What is being asked
Every line of the listing must be reproduced as it stands. Leave the images behind.

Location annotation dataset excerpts

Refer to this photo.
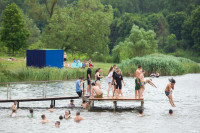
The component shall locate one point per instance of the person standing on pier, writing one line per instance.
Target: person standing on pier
(168, 91)
(118, 81)
(138, 82)
(79, 83)
(98, 77)
(89, 73)
(113, 77)
(110, 74)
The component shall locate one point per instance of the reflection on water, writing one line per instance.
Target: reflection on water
(156, 119)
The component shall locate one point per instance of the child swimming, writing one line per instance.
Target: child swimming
(168, 91)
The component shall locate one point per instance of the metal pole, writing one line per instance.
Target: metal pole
(7, 91)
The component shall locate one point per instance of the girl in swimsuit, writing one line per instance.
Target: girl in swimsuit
(168, 91)
(67, 114)
(110, 75)
(98, 77)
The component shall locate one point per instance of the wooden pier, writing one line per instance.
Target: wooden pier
(114, 100)
(52, 99)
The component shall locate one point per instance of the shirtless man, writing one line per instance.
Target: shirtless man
(168, 91)
(84, 104)
(51, 108)
(149, 81)
(137, 81)
(78, 118)
(95, 90)
(44, 120)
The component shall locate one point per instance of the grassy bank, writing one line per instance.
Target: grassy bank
(164, 64)
(14, 71)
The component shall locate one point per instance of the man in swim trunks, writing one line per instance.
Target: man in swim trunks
(168, 91)
(137, 82)
(95, 90)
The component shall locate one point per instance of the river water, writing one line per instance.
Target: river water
(156, 119)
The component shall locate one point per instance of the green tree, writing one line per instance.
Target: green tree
(171, 44)
(13, 33)
(175, 21)
(139, 43)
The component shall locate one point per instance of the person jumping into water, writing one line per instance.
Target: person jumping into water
(168, 91)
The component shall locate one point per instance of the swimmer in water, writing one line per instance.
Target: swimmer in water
(78, 118)
(67, 114)
(168, 91)
(44, 120)
(171, 112)
(51, 108)
(84, 104)
(141, 112)
(57, 124)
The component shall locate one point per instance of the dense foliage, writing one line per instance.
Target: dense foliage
(100, 27)
(164, 64)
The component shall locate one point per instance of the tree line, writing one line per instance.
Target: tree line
(116, 29)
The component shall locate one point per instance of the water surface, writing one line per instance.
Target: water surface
(156, 119)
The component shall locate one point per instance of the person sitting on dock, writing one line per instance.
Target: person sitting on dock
(118, 81)
(79, 83)
(168, 91)
(78, 118)
(57, 124)
(170, 112)
(67, 114)
(71, 104)
(51, 108)
(137, 82)
(141, 112)
(149, 81)
(95, 90)
(84, 104)
(44, 120)
(31, 113)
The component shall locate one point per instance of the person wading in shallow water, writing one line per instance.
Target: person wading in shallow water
(168, 91)
(138, 82)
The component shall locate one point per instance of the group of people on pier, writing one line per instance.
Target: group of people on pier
(115, 80)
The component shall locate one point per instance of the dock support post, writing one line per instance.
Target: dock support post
(142, 104)
(115, 105)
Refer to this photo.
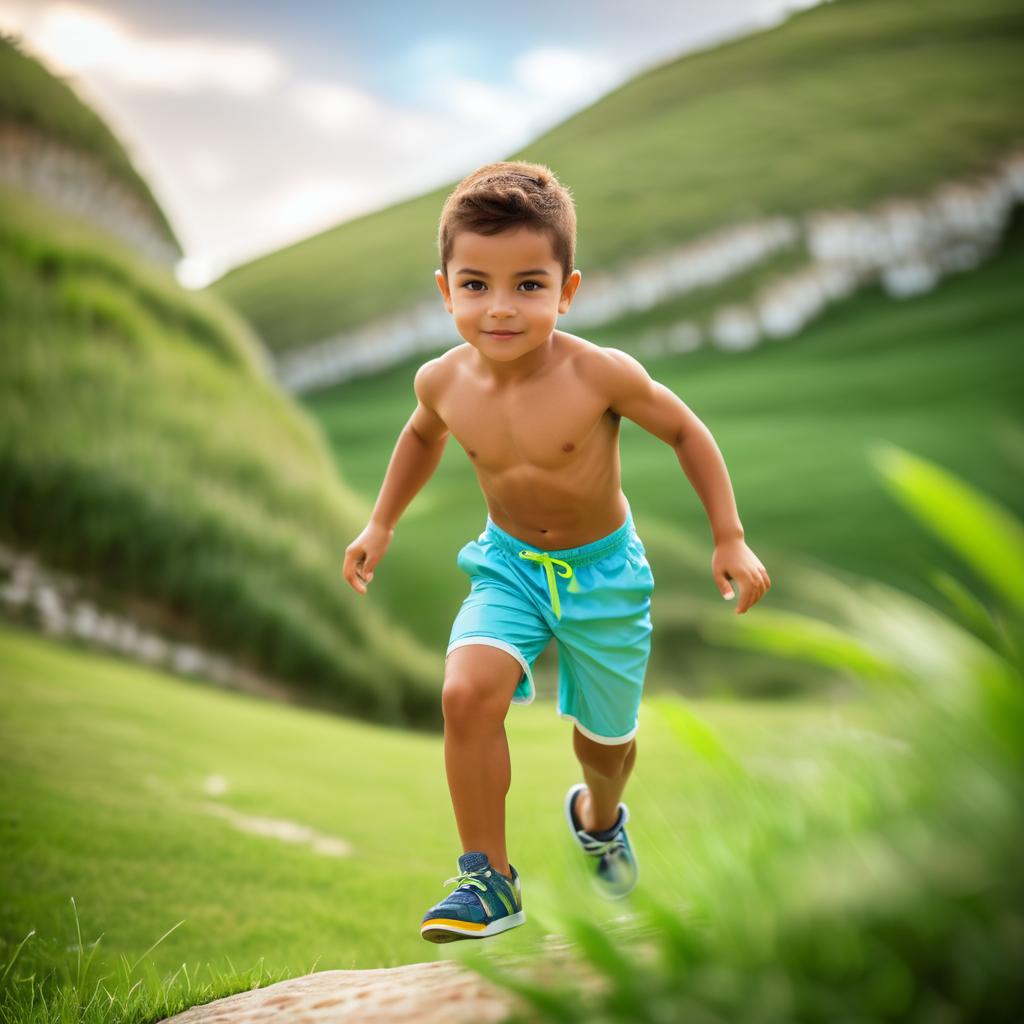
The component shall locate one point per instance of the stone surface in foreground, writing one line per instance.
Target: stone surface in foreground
(425, 993)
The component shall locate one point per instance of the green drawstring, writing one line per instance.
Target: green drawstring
(549, 565)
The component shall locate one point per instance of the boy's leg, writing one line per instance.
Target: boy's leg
(606, 768)
(479, 681)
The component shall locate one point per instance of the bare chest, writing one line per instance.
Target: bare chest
(544, 427)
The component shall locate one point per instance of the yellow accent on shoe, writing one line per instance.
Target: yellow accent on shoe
(549, 565)
(466, 926)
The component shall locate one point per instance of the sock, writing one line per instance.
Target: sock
(604, 834)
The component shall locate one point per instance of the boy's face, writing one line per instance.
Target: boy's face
(499, 308)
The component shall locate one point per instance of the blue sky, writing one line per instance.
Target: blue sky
(259, 123)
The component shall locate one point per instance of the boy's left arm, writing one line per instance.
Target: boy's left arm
(634, 394)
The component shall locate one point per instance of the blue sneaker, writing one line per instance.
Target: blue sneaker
(615, 869)
(483, 902)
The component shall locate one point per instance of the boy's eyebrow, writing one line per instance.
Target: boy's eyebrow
(519, 273)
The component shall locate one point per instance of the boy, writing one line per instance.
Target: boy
(538, 412)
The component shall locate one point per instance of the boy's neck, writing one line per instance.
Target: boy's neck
(518, 370)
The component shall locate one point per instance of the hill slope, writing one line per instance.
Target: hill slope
(936, 374)
(41, 103)
(842, 105)
(142, 448)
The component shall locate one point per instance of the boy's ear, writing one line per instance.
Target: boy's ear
(442, 285)
(568, 291)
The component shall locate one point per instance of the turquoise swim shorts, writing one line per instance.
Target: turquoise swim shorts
(595, 600)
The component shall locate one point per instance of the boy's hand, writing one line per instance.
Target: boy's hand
(734, 561)
(364, 553)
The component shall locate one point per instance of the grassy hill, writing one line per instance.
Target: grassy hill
(33, 97)
(143, 449)
(794, 419)
(857, 856)
(844, 104)
(104, 769)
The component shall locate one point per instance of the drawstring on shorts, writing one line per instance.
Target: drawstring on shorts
(549, 565)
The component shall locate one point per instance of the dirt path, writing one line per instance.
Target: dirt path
(439, 992)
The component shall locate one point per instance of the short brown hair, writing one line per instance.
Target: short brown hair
(505, 196)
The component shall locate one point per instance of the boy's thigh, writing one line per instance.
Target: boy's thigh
(480, 675)
(601, 671)
(495, 615)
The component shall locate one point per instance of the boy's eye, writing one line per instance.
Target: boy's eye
(467, 285)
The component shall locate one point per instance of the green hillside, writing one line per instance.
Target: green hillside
(34, 98)
(103, 769)
(143, 449)
(844, 104)
(938, 374)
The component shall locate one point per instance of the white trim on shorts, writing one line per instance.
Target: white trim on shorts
(601, 739)
(501, 645)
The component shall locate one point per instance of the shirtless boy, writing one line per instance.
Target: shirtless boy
(538, 413)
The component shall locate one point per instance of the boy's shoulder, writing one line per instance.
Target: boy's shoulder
(600, 365)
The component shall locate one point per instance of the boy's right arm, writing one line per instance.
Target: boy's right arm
(414, 460)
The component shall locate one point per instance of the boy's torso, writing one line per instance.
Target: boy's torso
(545, 449)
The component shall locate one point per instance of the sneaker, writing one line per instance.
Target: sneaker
(615, 869)
(483, 902)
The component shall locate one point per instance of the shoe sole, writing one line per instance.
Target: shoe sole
(449, 930)
(598, 886)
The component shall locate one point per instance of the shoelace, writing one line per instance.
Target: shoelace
(468, 879)
(549, 565)
(598, 848)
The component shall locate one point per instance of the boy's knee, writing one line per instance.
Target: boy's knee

Result below
Refer to this photo.
The component shall locate one point per instance of the person standing on pier, writing one line per instance.
Target: person standing on pier
(168, 91)
(118, 81)
(138, 82)
(79, 83)
(98, 77)
(89, 73)
(113, 77)
(110, 74)
The component shall locate one point per instance of the reflection on water, writing one line per instance.
Target: reflection on water
(156, 119)
The component shall locate one point per instance of the child swimming, writing one line per instance.
Target: child swimming
(168, 91)
The component shall locate one point per instance of the metal pole, writing one line per instance.
Target: metal pole
(7, 91)
The component shall locate one point per instance of the girl in swimsuit, writing one line per instance.
Target: girl in swimsuit
(168, 91)
(67, 114)
(110, 75)
(98, 77)
The component shall locate one point per instance of the wooden pier, writing one line per instance.
Target: wooden pier
(114, 100)
(52, 99)
The component shall locate one point per instance of the shirtless man, writing one line per instance.
Target: shirtless man
(168, 91)
(84, 104)
(51, 108)
(149, 81)
(137, 81)
(78, 118)
(95, 90)
(44, 120)
The component shall locate one point per instance of the grassy bank, writing one line per instance.
Target: grassy bank
(164, 64)
(14, 71)
The component shall locate one point per instance of the man in swim trunks, writing one line per instance.
Target: man in swim trunks
(168, 91)
(137, 82)
(95, 90)
The component shall locate one point per instance of the river water, writing one line per instance.
Target: river water
(156, 119)
The component shall locate one point per instance of the green tree, writing one line per instance.
Target: green tree
(171, 44)
(13, 33)
(175, 21)
(139, 43)
The component shall locate one point per instance of the person jumping into water, writing one line per instance.
Target: person jumping into water
(168, 91)
The component shall locate one point per instance of the swimmer in water, writing one line per instance.
Target: swimmer in water
(78, 118)
(67, 114)
(168, 91)
(44, 120)
(171, 112)
(51, 108)
(84, 104)
(141, 112)
(57, 124)
The component shall locate one point per instance of the dense foliage, writing one line per instance.
Target: dense foliage
(100, 27)
(164, 64)
The component shall locate one point per instance of the tree line, writing one line per instance.
Target: tree line
(116, 29)
The component shall locate one point per instance of the water surface, writing one line per instance.
Target: water surface
(156, 119)
The component shall locate one point per instance of the person sitting on dock, writing one line per instance.
Target: person sitting on dock
(118, 81)
(79, 83)
(168, 91)
(78, 118)
(57, 124)
(170, 112)
(67, 114)
(71, 104)
(51, 108)
(137, 82)
(141, 112)
(149, 81)
(95, 90)
(84, 104)
(44, 120)
(31, 113)
The component shall locate one point per instance of the person wading in shallow water, writing one line per instance.
Target: person wading in shallow water
(168, 91)
(138, 82)
The component shall locate one point per instance of the group of people on pier, writing one line per instance.
Target: group of people on pier
(115, 80)
The component shall locate one point per instance of the dock support post, writing one line per instance.
Target: dock support post
(142, 104)
(115, 105)
Refer to this photo.
The component shall locate one point per instance of the stone surface in foreground, writing one line per instance.
Target: stone surface in foreground
(425, 993)
The component shall locate one point per instance of the green drawstring, writing one line per instance.
Target: green drawstring
(549, 565)
The component shall locate one point per instance of the boy's leg, writing one line per instance.
Target: boy's leg
(606, 768)
(479, 681)
The component shall locate one point per instance of the bare chest, writing one line per instance.
Target: bare chest
(544, 427)
The component shall locate one point per instance of the yellow accent on shoe, writing one line per instance.
Target: yellow accent on shoe
(549, 565)
(466, 926)
The component shall locate one point per instance of the sock, writing one line per instance.
Target: sock
(604, 834)
The component shall locate one point per instance of the boy's face, writing one line per instance.
Target: boy's face
(499, 308)
The component shall locate one point per instance of the blue sky, writing one line per instance.
Target: blue sky
(259, 123)
The component shall locate one point per instance of the boy's left arm, writing one line per instance.
Target: boy's left arm
(634, 394)
The component shall locate one point per instance of the blue sneaker, writing one line per instance.
Target: blue sneaker
(615, 869)
(483, 902)
The component shall locate one point per instance of the boy's eyebrow, writing one line per instance.
Target: boy's eyebrow
(519, 273)
The component shall locate one point per instance of the boy, writing one line per instance.
Target: boy
(538, 412)
The component shall locate one point per instance of the boy's neck, writing one line per instance.
Target: boy's neck
(518, 370)
The component shall locate one point per instance of the hill slope, writing one line per instance.
Target: hill slope
(936, 374)
(41, 103)
(842, 105)
(142, 448)
The component shall locate one point per instance of the boy's ear, writing one line per instance.
Target: boy's ear
(442, 285)
(568, 291)
The component shall locate one point per instance of the turquoise swim shorts, writing one line per instance.
Target: turquoise swim shorts
(595, 600)
The component shall locate one point per instance of the boy's hand, writing one line per instance.
Target: boy's hand
(734, 561)
(364, 553)
The component shall locate one point per instance of the grassy hill, writing one line per instance.
Target: grassy hill
(33, 97)
(143, 449)
(794, 419)
(857, 856)
(844, 104)
(104, 769)
The component shall locate one point per instance of the drawstring on shorts, writing one line per instance.
Target: drawstring on shorts
(549, 565)
The component shall locate one point per instance of the dirt path, writing one line per instance.
Target: dirt path
(439, 992)
The component shall locate one point per instance of the short brown hair, writing one line per instance.
Target: short brown hair
(505, 196)
The component shall locate one point per instance of the boy's thigh, writing one line per instance.
Target: boy's thigh
(480, 675)
(601, 671)
(495, 615)
The component shall locate one point per instance of the boy's eye, writing one line per instance.
Target: boy's eye
(467, 285)
The component shall locate one point per instance of the green hillside, writing one line per instance.
Target: green hillside
(34, 98)
(103, 769)
(143, 449)
(844, 104)
(938, 374)
The component shall locate one point per instance of the white trim on shorts, writing one line per instance.
Target: white trim on shorts
(601, 739)
(501, 645)
The component shall locate one point per instance of the shirtless boy, writing one line per instance.
Target: shirtless boy
(538, 413)
The component shall locate one point per instance of the boy's shoulder, writing one line per instance.
Target: boy's shoulder
(600, 365)
The component shall locate one point per instance of the boy's right arm, writing one line per instance.
Target: boy's right arm
(414, 460)
The component shall locate one point per instance of the boy's torso, writing one line per instance.
Target: boy's torso
(545, 449)
The component shall locate one point per instance of the sneaker, writing one line per instance.
Target: sneaker
(615, 869)
(483, 902)
The component shall locate one point per instance of the shoe sole, writing one line per instance.
Target: shoe sole
(449, 930)
(598, 886)
The component shall locate one point per instance of the shoelace, writing one line per instance.
Target: shoelace
(468, 879)
(549, 565)
(598, 848)
The component shall locate one point per instance of the boy's knee, writing one line per instance.
Target: boy's knee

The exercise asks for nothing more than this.